Laugh It Up, Fuzzball: The Family Guy Trilogy consists of three episodes of the American animated sitcom Family Guy. The episodes are a crossover and parody retelling of the original Star Wars trilogy Star Wars (1977), The Empire Strikes Back (1980), and Return of the Jedi (1983). The first episode, "Blue Harvest" (2007), was released to commemorate the original film's 30th anniversary. Due to its success, it was followed by two direct-to-video sequels: "Something, Something, Something, Dark Side" (2010) and "It's a Trap!" (2011), which were subsequently aired on television in edited versions, omitting most profanity and sexual references. The trilogy was released on Blu-ray and DVD in the United States on December 21, 2010. Its title comes from a phrase Han Solo said to Chewbacca in The Empire Strikes Back as the latter was laughing at the former.

* [Dataset content]
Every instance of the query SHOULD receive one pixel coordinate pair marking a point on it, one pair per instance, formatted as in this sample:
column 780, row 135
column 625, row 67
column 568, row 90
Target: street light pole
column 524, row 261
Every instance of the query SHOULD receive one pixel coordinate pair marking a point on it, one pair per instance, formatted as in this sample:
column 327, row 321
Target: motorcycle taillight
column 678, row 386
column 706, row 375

* [Task list]
(a) Answer these questions from the Family Guy trilogy text:
(i) Which anniversary was "Blue Harvest" released to commemorate?
(ii) On what date was the trilogy released on Blu-ray and DVD in the United States?
(iii) Which character said the phrase that gives the trilogy its title, and to whom?
(b) From the Family Guy trilogy text, output the stretch from "Laugh It Up, Fuzzball: The" through "at the former." word for word.

* [Results in order]
(a)
(i) The original film's 30th anniversary
(ii) December 21, 2010
(iii) Han Solo said it to Chewbacca.

(b)
Laugh It Up, Fuzzball: The Family Guy Trilogy consists of three episodes of the American animated sitcom Family Guy. The episodes are a crossover and parody retelling of the original Star Wars trilogy Star Wars (1977), The Empire Strikes Back (1980), and Return of the Jedi (1983). The first episode, "Blue Harvest" (2007), was released to commemorate the original film's 30th anniversary. Due to its success, it was followed by two direct-to-video sequels: "Something, Something, Something, Dark Side" (2010) and "It's a Trap!" (2011), which were subsequently aired on television in edited versions, omitting most profanity and sexual references. The trilogy was released on Blu-ray and DVD in the United States on December 21, 2010. Its title comes from a phrase Han Solo said to Chewbacca in The Empire Strikes Back as the latter was laughing at the former.